### ESERCIZI
A) Nell'estratto sul vertice tra Unione europea e America Latina, a quanto ammonta il piano di investimenti lanciato dalla Commissione europea?
B) Continua l'estratto sul vertice tra Unione europea e America Latina a partire dalla sua ultima frase.

### ESTRATTO
____
Sulla carta, vecchi amici ispirati dagli stessi valori. Nella realtà, poco più che conoscenti,con un oceano a dividerli sull'Ucraina. A 8 anni dall'ultima volta, i leader dell'Unione europea, dell'America Latina e dei Caraibi si sono ritrovati a Bruxelles.
Nonostante un nuovo piano di investimenti da 45 miliardi di euro lanciato dalla Commissione europea, le tensioni tra i 48 capi di Stato e di Governo dei due continenti si sono manifestate sul sostegno a Kiev.
Ad accendere la miccia è stato il leader più atteso, il brasiliano Lula, tornando a sfoggiare il suo adagio sull'aggressione della Russia: "basta" finanziare la macchina della guerra, rea di portare solo "povertà e fame" nel mondo, l'unica via da percorrere è quella del "cessate il fuoco immediato" per arrivare a "una pace negoziata".
Con gli sherpa impegnati da giorni a cercare - finora invano - una quadra per inserire la guerra in Ucraina tra i punti delle conclusioni che dovranno essere siglate dai leader al termine della due giorni del vertice, i rappresentanti di UE e CELAC (Comunità di Stati Latinoamericani e dei Caraibi ) si sono riuniti all'Europa Bulding lontani dal presentarsi al gran completo.
____
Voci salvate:

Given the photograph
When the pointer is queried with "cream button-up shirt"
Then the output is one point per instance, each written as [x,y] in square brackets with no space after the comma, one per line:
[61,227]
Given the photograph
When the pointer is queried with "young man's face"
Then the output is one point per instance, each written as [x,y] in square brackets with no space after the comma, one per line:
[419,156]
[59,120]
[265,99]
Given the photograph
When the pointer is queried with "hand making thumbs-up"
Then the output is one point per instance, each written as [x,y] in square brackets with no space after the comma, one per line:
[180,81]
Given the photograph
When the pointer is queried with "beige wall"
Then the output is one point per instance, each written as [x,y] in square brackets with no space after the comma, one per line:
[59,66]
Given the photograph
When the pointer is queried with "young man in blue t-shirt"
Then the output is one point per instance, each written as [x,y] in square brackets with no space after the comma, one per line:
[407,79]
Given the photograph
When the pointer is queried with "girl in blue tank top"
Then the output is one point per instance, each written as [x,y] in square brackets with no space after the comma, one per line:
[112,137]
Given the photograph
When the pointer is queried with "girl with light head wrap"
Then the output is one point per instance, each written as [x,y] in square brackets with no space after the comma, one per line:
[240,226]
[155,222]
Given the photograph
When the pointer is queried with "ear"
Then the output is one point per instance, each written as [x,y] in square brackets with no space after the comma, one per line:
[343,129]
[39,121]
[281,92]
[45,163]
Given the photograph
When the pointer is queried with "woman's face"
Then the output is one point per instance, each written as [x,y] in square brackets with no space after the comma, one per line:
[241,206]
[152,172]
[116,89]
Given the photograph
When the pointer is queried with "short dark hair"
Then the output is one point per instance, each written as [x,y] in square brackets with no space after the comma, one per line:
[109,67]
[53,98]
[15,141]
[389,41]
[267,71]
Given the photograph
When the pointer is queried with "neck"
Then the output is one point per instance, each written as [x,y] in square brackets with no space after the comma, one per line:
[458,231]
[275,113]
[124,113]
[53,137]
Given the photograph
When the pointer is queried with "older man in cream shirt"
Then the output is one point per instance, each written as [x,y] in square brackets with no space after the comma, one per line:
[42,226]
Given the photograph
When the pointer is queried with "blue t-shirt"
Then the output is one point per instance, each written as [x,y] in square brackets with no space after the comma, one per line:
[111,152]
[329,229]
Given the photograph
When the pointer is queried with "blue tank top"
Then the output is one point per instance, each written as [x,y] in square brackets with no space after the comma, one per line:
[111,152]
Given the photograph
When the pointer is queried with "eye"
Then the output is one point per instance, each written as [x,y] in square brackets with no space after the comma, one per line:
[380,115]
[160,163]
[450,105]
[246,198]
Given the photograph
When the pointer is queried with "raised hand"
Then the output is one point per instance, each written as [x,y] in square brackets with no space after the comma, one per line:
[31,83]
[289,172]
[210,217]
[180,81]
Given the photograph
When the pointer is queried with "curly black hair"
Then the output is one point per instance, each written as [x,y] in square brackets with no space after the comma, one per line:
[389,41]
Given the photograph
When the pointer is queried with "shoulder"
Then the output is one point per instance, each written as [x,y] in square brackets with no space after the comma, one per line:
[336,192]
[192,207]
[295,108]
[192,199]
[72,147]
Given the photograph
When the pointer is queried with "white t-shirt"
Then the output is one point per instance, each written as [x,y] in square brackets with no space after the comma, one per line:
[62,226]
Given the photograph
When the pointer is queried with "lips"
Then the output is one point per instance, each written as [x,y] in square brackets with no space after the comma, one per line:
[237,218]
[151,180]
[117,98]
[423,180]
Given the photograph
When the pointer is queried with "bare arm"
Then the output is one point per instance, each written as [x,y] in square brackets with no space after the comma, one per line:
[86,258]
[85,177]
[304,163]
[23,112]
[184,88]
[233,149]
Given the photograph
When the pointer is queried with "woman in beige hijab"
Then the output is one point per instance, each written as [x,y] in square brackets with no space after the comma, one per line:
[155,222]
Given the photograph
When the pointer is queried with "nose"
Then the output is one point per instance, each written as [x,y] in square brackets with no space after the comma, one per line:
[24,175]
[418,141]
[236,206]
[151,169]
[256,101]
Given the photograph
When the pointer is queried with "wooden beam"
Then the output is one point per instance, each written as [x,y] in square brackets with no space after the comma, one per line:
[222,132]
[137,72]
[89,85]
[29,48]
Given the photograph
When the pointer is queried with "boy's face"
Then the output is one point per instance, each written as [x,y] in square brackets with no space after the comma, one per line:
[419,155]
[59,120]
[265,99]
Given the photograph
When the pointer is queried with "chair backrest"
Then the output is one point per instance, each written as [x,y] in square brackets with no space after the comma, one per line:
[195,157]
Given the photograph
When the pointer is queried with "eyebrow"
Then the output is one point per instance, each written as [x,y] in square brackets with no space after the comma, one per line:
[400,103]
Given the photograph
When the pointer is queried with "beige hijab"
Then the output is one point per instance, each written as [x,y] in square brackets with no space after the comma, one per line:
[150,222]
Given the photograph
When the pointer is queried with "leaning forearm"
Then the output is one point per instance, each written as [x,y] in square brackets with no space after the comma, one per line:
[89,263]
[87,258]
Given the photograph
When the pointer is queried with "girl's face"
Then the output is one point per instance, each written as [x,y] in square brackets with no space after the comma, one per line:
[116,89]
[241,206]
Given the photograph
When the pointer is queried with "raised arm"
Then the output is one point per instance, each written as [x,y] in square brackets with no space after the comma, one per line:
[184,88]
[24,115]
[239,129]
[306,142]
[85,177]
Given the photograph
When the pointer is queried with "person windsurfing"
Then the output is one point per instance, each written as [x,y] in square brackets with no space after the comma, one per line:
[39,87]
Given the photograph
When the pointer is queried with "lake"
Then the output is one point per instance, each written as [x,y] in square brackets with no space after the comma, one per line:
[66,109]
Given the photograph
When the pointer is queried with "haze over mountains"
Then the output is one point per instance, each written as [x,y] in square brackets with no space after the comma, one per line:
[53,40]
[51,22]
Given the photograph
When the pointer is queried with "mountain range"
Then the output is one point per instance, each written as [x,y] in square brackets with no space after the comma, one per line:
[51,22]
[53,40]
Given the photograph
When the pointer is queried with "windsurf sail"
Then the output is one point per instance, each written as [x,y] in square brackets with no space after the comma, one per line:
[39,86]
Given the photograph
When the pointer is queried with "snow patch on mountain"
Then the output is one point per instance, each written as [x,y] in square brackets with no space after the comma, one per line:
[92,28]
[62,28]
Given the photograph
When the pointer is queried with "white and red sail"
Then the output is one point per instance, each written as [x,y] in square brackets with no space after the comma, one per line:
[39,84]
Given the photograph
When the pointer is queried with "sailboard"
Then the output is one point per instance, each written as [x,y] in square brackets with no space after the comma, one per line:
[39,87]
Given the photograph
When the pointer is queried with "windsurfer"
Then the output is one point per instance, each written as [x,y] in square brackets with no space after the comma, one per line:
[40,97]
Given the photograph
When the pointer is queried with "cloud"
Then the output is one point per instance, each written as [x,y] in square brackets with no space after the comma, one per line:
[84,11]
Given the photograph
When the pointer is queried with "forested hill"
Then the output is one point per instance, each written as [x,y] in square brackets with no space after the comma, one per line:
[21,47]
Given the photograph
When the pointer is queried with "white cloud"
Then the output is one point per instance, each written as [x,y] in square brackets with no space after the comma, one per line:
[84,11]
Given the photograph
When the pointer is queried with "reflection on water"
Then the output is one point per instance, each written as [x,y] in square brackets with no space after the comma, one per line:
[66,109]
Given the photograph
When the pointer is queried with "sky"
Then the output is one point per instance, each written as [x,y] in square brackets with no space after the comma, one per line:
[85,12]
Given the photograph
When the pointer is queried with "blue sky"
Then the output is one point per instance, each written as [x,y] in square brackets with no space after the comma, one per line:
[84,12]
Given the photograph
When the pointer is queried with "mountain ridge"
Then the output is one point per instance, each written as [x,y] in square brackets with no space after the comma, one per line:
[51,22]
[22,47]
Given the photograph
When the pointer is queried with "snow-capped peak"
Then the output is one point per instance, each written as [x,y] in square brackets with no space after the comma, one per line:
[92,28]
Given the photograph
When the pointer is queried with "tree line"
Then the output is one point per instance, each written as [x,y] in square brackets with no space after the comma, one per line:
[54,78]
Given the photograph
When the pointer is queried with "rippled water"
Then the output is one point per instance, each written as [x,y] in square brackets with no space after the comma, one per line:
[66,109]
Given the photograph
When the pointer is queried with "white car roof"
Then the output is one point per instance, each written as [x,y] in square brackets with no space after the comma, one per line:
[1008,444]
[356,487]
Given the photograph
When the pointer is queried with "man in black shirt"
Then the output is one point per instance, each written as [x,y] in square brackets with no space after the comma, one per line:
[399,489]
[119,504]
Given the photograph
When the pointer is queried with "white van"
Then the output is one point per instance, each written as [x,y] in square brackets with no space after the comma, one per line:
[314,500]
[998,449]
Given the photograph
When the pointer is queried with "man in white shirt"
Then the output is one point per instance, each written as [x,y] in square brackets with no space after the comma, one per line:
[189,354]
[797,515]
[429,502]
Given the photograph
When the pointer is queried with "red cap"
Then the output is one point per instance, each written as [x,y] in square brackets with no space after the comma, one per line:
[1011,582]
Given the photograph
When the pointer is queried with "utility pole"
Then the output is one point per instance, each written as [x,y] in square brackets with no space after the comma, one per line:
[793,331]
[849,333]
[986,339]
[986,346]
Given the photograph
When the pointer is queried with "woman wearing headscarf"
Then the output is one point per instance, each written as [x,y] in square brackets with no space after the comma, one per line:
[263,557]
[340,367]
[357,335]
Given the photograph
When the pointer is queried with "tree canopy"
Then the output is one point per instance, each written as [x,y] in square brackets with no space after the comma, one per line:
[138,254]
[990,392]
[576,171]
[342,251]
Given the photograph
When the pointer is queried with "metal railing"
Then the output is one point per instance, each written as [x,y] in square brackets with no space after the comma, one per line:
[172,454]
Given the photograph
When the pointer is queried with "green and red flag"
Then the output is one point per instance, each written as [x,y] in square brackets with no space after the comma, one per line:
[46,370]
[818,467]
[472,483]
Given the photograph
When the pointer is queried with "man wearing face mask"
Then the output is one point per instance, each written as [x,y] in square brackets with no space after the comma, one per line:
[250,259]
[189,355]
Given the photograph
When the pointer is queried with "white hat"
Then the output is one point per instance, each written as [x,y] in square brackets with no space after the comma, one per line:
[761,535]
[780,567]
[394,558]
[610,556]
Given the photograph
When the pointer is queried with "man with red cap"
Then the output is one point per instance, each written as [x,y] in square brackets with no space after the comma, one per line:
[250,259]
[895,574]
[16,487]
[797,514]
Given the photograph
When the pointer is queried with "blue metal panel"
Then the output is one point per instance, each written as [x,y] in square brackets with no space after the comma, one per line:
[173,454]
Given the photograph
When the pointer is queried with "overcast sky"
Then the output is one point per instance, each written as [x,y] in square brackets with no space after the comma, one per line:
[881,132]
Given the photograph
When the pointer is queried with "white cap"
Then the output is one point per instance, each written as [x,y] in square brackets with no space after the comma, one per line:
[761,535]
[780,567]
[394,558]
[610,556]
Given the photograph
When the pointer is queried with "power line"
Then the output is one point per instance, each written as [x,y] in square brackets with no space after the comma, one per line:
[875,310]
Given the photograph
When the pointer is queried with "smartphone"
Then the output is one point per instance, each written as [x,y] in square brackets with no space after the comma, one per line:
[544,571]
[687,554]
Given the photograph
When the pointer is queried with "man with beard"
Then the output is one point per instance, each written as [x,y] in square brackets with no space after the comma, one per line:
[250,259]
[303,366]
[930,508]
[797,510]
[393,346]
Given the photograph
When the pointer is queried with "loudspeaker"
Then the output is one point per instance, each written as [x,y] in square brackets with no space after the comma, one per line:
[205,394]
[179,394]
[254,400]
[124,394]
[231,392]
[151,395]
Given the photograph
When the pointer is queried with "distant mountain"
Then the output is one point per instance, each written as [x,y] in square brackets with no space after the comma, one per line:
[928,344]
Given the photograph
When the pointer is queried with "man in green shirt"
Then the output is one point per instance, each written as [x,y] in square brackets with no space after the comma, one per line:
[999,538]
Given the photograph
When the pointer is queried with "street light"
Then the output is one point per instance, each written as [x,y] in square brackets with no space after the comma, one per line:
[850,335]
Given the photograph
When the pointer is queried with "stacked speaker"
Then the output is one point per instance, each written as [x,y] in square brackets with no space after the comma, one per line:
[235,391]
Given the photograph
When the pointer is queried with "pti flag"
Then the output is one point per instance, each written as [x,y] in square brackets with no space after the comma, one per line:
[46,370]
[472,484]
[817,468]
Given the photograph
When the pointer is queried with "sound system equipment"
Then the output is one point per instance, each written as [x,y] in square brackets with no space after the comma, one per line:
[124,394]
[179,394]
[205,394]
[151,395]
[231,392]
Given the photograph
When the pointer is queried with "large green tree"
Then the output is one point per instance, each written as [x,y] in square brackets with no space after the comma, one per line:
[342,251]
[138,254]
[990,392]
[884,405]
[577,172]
____
### RISPOSTE ATTESE
A) 45 miliardi di euro.

B)
A mancare all'appello, oltre ai capi di Governo di Estonia e Slovenia, una decina di leader sudamericani, a partire da quelli più vicini al presidente russo Vladimir Putin: il presidente nicaraguense Daniel Ortega e il suo omologo venezuelano Nicolas Maduro, che hanno inviato a Bruxelles, rispettivamente, il ministro degli Esteri e il vice presidente esecutivo.
A indicare subito la strada per i Paesi CELAC è stato il presidente di turno della comunità e primo ministro di Saint Vincent and Grenadines, Ralph Goncalves: affinché il passaggio sulla guerra in Ucraina non sia stralciato dal documento finale servono "una diplomazia matura" e "un linguaggio di consenso che possa coinvolgere tutti". Anche per questo la presenza - ipotizzata tramite videocollegamento - del presidente ucraino, Volodymyr Zelensky, è stata evitata.
Un linguaggio che tuttavia, arrivato il suo turno, Lula non ha edulcorato. "Si sono spesi due miliardi di euro per finanziare questa macchina di guerra che porta solo morte, distruzione e ancora più fame. Questo vertice UE-CELAC è un modo per dire basta" e "promuovere un altro mondo", sono state le parole del leader brasiliano.
Una recriminazione in completa antitesi con "l'incrollabile" sostegno dell'UE a Kiev e la volontà occidentale, di cui si è fatto portavoce il cancelliere tedesco Olaf Scholz, di "convincere i più scettici" delle ripercussioni che la guerra scatenata dal Cremlino sta avendo "su tutto il resto del mondo". Posizioni distanti che ora le delegazioni cercheranno di avvicinare per concordare un testo finale nel quale, è l'auspicio dell'America Latina, vi sia anche "un riferimento alla giustizia riparatoria per i genocidi dei nativi americani e della schiavitù degli africani" perpetrati dagli europei.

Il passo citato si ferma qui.